QUOTED TEXT:
Exploring Languages
with Interpreters
and Functional Programming

Chapter 44
Calculator: Parsing

H. Conrad Cunningham

26 November 2018

Copyright (C) 2017, 2018, H. Conrad Cunningham

Acknowledgements: I originally created these slides in Fall 2017 to accompany what is now Chapter 44, Calculator: Parsing, in the 2018 version of the textbook Exploring Languages with Interpreters and Functional Programming.

Browser Advisory: The HTML version of this document may require use of a browser that supports the display of MathML. A good choice as of November 2018 is a recent version of Firefox from Mozilla.

Calculator: Parsing

Lecture Goals

ELI Calculator Modules

Parsing

Lexical Analysis

Informally called lexer, scanner, or tokenizer

Phases (often combined)

  1. Scanner — breaks character stream into lexemes (words)

  2. Evaluator — determines syntactic category of lexeme (not Evaluator module)

Tokenization

Infix Grammar (Ch. 41)

-- Context-free grammar (CFG)
<expression> ::= <term> { <addop> <term> }
<term>       ::= <factor> { <mulop> <factor> }
<factor>     ::= <var> | <val>
               | '(' <expression> ')'
<val>        ::= [ '-' ] <unsigned>
<var>        ::= <id>
<addop>      ::=  '+'  |  '-' 
<mulop>      ::=  '*'  |  '/' 
-- Regular grammar (same as prefix grammar)
<id>         ::=  <firstid>  |  <firstid> <idseq>
<idseq>      ::=  <restid>   |  <restid> <idseq>
<firstid>    ::=  <alpha>| '_'
<restid>     ::=  <alpha>| '_'  | <digit>
<unsigned>   ::=  <digit>|  <digit> <unsigned> 
<digit>      ::=  any numeric character
<alpha>      ::=  any alphabetic character 

Prefix Grammar (Ch. 41)

-- Context-free Grammar (CFG)
<expression> ::= <var> | <val> | <operexpr>
<var>        ::=  <id>
<val>        ::=  [ "-" ] <unsigned> 
<operexpr>   ::=  '(' <operator> <operandseq> ')'
<operandseq> ::=  { <expression> }
<operator>   ::=  '+'  |  '*'  |  '-'  |  '/' | ...
-- Reglar grammar (same as infix grammar)
<id>         ::=  <firstid>  |  <firstid> <idseq>
<idseq>      ::=  <restid>   |  <restid> <idseq>
<firstid>    ::=  <alpha>| '_'
<restid>     ::=  <alpha>| '_'  | <digit>
<unsigned>   ::=  <digit>|  <digit> <unsigned> 
<digit>      ::=  any numeric character
<alpha>      ::=  any alphabetic character

Lexical Analyzer

Data Type Token

import Values ( NumType, Name, toNumType )

DATASET EXTRACT:
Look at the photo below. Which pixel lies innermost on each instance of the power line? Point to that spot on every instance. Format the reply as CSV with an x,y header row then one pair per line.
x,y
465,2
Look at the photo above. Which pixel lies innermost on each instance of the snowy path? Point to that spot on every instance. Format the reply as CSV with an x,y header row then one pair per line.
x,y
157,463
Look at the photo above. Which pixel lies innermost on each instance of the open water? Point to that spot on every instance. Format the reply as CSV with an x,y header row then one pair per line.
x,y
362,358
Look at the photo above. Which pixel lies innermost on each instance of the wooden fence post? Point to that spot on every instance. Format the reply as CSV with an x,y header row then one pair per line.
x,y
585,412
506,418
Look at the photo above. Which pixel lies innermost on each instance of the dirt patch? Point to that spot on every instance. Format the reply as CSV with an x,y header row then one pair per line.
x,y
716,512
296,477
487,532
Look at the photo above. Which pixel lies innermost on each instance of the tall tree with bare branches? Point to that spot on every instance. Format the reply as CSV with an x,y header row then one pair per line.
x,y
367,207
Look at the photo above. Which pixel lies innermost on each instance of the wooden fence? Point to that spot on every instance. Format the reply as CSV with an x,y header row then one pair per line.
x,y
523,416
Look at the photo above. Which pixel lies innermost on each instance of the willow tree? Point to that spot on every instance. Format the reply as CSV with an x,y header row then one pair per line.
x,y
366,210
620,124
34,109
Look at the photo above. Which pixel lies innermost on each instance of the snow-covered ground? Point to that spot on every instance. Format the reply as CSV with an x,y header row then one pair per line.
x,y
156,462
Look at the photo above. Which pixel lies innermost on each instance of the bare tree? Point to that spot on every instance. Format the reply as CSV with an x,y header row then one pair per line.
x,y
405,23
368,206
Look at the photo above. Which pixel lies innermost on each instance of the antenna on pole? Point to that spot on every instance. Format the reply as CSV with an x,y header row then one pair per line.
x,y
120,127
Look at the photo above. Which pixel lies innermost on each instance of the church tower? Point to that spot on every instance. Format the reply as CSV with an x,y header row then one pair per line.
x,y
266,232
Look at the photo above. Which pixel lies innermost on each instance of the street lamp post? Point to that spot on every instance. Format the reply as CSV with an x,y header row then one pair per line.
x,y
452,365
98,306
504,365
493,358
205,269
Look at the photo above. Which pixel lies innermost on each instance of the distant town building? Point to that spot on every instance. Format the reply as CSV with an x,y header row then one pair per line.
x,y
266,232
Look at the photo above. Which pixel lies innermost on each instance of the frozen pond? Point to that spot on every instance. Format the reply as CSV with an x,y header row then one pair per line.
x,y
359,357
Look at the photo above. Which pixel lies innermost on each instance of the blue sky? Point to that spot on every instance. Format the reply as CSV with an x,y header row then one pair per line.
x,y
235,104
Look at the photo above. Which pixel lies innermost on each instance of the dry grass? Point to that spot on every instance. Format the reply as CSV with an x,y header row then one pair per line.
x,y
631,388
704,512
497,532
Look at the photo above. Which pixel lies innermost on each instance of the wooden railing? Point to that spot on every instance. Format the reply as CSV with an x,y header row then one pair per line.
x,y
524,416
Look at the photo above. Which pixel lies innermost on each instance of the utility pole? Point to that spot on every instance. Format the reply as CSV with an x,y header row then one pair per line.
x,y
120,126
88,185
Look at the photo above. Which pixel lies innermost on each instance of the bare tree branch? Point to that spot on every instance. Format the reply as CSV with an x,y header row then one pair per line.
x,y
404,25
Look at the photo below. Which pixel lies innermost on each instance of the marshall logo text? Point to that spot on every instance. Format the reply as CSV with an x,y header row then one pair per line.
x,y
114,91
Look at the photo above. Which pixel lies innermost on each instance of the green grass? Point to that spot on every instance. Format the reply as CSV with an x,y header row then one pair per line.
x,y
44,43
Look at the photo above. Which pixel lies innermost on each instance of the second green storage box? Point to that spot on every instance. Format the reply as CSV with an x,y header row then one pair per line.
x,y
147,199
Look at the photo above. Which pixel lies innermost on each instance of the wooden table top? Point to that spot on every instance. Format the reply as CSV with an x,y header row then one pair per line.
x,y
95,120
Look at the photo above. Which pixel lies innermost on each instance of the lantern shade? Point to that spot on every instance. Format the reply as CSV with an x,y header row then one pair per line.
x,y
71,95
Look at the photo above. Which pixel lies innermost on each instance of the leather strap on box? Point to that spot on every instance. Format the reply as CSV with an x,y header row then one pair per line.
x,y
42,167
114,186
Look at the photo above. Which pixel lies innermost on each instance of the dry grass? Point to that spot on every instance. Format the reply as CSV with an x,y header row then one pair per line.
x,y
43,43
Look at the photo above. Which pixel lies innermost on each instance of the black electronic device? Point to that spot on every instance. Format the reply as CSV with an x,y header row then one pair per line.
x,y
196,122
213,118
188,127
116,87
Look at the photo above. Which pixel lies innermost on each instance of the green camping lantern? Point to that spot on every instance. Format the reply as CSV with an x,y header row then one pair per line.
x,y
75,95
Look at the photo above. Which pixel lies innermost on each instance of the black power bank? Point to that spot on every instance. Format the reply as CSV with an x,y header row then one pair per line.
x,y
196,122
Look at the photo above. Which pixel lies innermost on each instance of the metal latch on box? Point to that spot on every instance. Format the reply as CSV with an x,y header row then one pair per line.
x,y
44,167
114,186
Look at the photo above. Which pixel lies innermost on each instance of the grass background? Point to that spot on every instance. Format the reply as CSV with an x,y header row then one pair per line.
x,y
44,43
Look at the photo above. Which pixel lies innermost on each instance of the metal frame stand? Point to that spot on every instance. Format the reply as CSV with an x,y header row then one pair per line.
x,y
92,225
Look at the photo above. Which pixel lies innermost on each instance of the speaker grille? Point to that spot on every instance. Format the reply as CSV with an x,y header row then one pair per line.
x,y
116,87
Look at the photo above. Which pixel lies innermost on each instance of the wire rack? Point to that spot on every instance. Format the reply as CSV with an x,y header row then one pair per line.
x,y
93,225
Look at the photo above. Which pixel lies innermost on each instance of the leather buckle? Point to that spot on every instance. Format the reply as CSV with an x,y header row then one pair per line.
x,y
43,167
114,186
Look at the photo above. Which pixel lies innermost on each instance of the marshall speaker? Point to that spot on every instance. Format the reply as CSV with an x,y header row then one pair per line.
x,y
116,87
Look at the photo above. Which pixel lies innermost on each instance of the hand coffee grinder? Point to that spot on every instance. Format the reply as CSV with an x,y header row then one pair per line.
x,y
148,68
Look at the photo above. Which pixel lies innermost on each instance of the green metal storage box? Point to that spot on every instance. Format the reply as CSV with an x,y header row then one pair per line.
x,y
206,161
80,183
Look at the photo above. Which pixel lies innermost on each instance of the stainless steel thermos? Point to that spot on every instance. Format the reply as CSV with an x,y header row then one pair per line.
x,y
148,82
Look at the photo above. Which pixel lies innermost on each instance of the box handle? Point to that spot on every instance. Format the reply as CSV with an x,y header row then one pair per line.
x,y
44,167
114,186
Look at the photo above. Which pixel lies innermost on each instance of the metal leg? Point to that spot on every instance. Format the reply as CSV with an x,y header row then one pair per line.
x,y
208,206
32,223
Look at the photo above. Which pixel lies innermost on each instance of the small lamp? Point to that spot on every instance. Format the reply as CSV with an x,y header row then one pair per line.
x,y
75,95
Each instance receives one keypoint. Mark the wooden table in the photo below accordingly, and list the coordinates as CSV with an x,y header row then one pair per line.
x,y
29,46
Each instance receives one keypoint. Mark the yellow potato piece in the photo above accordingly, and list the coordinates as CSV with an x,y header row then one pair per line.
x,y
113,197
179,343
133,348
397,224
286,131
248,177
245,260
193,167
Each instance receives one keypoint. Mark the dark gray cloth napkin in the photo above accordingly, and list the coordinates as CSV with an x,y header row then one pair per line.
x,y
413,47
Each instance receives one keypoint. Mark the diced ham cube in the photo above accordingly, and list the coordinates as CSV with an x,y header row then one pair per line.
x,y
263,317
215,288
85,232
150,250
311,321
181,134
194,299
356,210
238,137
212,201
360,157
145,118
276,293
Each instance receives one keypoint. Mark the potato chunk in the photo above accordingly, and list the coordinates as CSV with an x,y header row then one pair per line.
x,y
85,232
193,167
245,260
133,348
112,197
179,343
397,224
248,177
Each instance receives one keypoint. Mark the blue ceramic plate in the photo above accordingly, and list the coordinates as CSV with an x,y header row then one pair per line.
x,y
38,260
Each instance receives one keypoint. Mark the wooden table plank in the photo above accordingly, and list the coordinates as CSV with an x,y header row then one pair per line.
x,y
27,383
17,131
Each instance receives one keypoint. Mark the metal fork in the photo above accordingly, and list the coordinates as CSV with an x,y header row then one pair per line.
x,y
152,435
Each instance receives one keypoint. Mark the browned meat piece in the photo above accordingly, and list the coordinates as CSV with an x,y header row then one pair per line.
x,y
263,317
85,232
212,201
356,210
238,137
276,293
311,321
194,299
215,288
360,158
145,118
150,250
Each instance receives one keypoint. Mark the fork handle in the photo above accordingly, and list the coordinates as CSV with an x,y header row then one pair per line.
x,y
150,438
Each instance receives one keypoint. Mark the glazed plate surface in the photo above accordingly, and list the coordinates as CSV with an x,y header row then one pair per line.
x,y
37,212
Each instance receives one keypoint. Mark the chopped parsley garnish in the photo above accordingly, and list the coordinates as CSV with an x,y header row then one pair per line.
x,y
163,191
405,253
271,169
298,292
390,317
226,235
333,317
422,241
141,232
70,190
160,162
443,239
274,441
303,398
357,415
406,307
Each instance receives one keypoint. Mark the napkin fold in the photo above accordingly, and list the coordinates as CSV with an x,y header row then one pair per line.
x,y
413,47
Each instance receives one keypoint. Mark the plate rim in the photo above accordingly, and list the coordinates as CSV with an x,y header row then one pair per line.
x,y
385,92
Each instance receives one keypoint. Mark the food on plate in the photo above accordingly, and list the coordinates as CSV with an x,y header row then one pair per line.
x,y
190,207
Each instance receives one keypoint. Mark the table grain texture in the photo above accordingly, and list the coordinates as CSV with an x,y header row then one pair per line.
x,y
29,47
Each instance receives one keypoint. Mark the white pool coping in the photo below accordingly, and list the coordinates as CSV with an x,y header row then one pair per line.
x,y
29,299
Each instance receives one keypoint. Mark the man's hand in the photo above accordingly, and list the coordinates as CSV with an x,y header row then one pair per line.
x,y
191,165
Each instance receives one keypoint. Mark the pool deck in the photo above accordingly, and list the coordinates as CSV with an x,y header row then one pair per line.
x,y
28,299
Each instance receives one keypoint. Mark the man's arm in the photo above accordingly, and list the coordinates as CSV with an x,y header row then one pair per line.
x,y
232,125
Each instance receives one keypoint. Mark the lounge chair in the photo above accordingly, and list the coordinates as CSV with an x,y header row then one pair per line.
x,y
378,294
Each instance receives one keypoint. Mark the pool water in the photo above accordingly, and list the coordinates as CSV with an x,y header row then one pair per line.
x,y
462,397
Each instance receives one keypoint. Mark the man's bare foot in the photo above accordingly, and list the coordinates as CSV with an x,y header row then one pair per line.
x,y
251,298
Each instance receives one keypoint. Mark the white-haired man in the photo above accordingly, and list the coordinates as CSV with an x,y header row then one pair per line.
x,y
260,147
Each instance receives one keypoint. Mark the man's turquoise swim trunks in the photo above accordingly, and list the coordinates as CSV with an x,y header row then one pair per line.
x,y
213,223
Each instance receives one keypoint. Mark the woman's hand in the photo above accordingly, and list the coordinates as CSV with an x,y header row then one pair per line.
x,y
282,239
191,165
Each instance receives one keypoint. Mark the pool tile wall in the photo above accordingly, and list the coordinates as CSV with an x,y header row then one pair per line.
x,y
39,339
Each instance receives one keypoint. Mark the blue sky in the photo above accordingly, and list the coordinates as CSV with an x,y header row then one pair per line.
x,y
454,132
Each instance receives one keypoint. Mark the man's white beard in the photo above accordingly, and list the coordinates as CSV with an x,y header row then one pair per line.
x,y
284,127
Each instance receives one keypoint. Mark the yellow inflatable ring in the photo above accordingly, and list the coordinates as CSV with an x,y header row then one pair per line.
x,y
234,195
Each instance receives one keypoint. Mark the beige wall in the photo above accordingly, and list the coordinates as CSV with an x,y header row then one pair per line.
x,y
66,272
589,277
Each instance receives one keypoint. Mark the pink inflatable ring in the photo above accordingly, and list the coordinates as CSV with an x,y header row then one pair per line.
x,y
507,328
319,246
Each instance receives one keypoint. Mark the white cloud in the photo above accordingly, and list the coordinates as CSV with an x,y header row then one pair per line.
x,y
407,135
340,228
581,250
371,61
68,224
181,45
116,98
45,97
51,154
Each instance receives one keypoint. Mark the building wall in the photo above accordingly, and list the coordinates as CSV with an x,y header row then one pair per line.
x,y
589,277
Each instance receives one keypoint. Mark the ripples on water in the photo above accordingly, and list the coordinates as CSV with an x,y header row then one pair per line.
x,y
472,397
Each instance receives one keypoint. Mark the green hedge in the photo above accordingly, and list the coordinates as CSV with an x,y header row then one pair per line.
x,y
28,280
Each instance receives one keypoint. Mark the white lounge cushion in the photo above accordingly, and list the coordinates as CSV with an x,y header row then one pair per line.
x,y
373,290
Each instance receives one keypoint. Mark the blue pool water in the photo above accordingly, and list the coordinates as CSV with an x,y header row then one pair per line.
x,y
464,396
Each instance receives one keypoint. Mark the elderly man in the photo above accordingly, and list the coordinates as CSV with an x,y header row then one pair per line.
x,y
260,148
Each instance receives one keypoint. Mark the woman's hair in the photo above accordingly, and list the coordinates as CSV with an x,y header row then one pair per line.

INSTRUCTIONS:
a) According to the calculator parsing slides, what informal names are used for a lexical analyzer?
b) Pick up the calculator parsing slides after their final import line and continue them.
The data have no connection to the calculator parsing slides.

ANSWERS GIVEN:
a) Lexer, scanner, or tokenizer.

b)
-- e.g., NumType = Int , Name = String 

data Token = TokLeft          -- left parenthesis 
           | TokRight         -- right parenthesis 
           | TokNum NumType   -- unsigned integer literal 
           | TokId Name       -- names of variables, etc. 
           | TokOp Name       -- names of primitive functions 
           | TokKey Name      -- keywords (no use currently)
           | TokOther String  -- other characters 
             deriving (Show, Eq) 

Function lexx

import Data.Char ( isSpace, isDigit, isAlpha, isAlphaNum )

lexx :: String -> [Token]  -- scan, most of lexeme eval
lexx []  = []
lexx xs@(x:xs') 
    | isSpace x   = lexx xs' 
    | x == ';'    = lexx (dropWhile (/='\n') xs')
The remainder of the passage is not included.